## GIVEN TASK
Rewrite the material below with "aircraft wheel" swapped for "landing gear tire" wherever it appears, leaving everything else as it is.

——

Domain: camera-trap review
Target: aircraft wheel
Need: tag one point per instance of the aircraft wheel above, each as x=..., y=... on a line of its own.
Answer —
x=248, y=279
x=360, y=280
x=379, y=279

——

## RESPONSE TO THE TASK
Domain: camera-trap review
Target: landing gear tire
Need: tag one point per instance of the landing gear tire above, each as x=..., y=... on a line of its own.
Answer —
x=248, y=279
x=360, y=280
x=379, y=279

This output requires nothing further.